Question

Find the inverse transform by convolution: 4 (s-3)(s-2) C.27.

Answer 1

I suppose you're asking about the inverse Laplace transform of

`F(s)=\frac4{(s-3)(s-2)}`

by way of the convolution theorem.

The theorem itself says that

`\mathscr L^(-1)\{A(s)B(s)\}=(a*b)(t)`

where
`A(s)` and
`B(s)` are the Laplace transforms of
`a(t)` and
`b(t)`, respectively.

■ **Supplied information**:
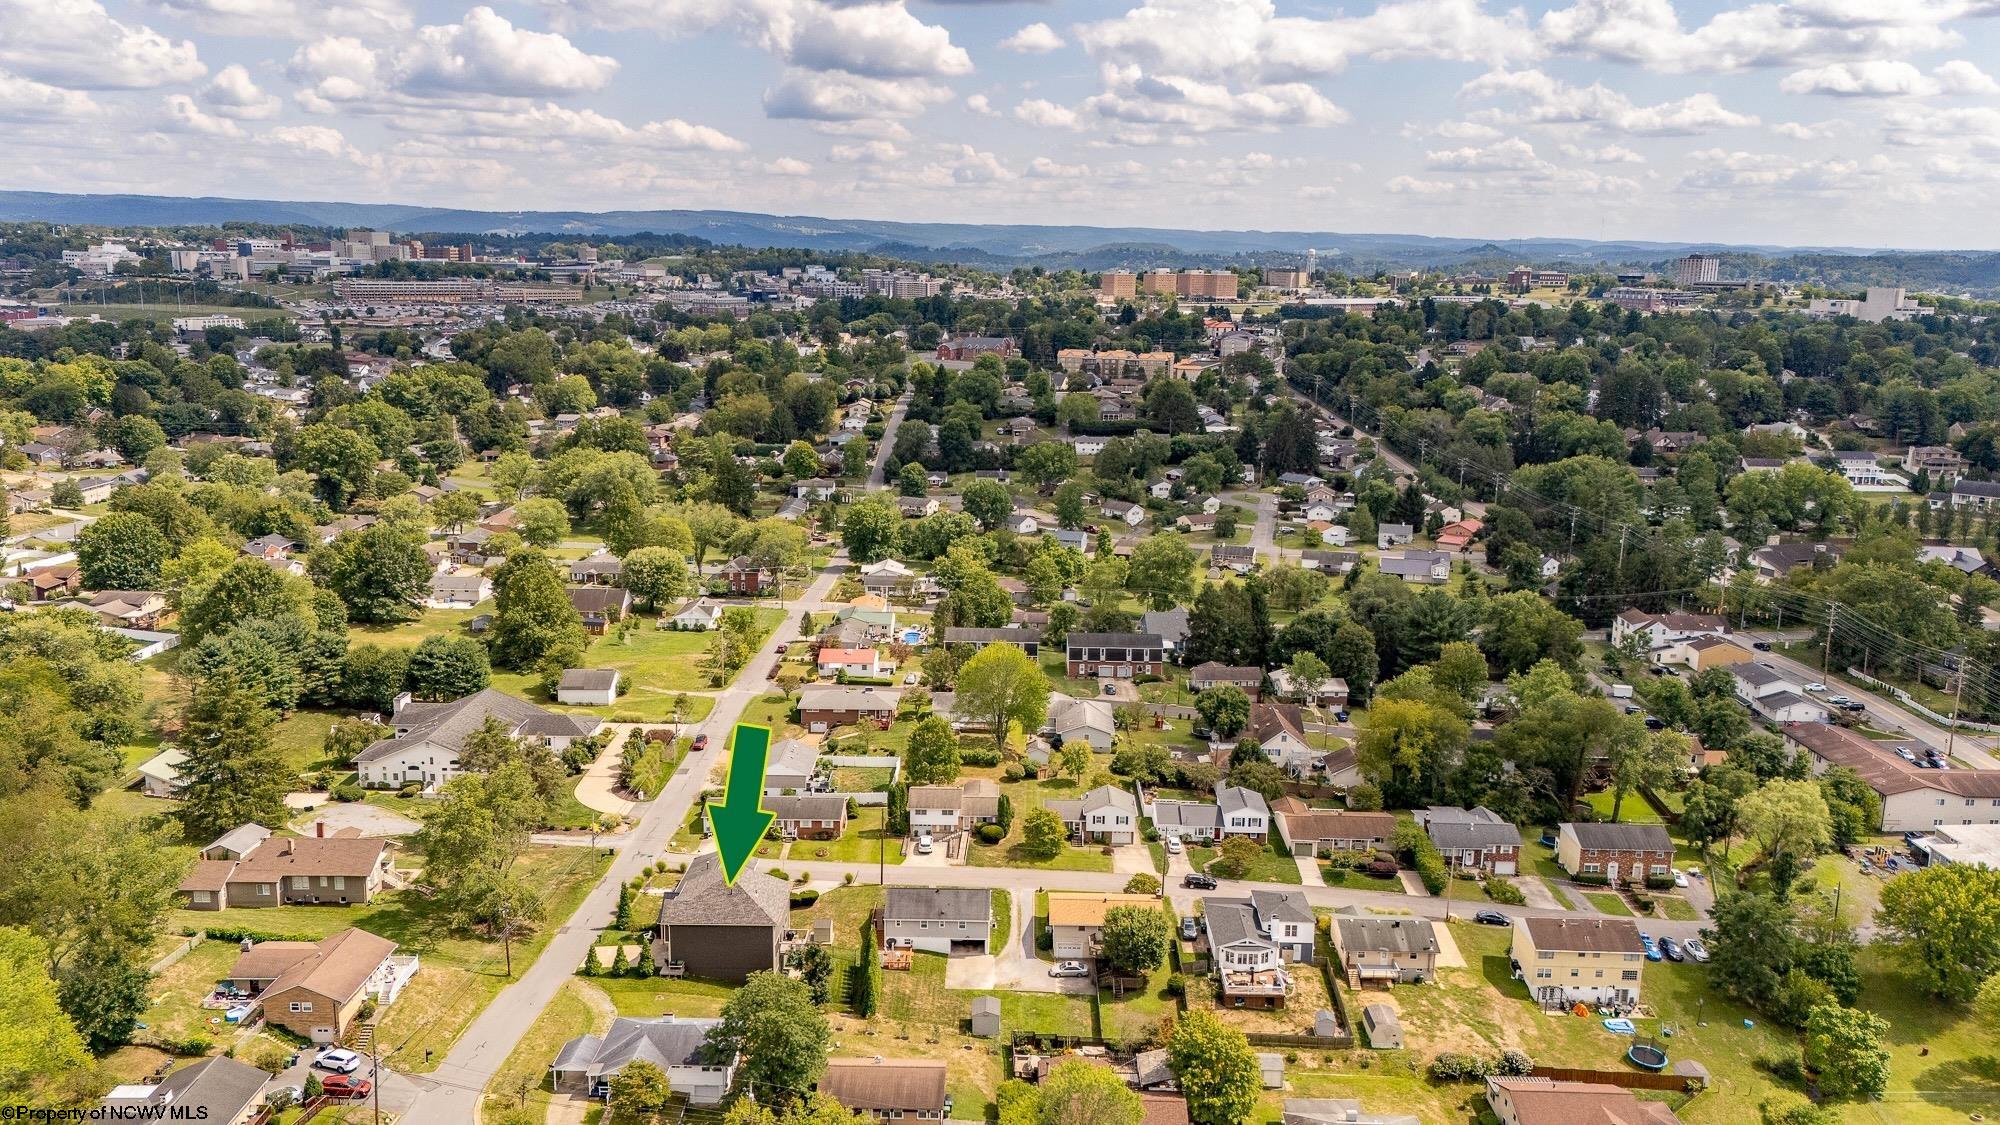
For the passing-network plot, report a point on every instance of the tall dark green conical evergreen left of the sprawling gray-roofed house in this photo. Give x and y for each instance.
(231, 776)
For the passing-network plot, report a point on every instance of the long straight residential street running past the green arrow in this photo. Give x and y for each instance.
(487, 1044)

■ **Assignment**:
Reproduce word for word the portion of the Laplace transform thread that starts at the words "Find the inverse" and stops after "the convolution theorem.". The material has no connection to the Laplace transform thread.

■ **Answer to the problem**:
Find the inverse transform by convolution: 4 (s-3)(s-2) C.27.

Answer 1

I suppose you're asking about the inverse Laplace transform of

`F(s)=\frac4{(s-3)(s-2)}`

by way of the convolution theorem.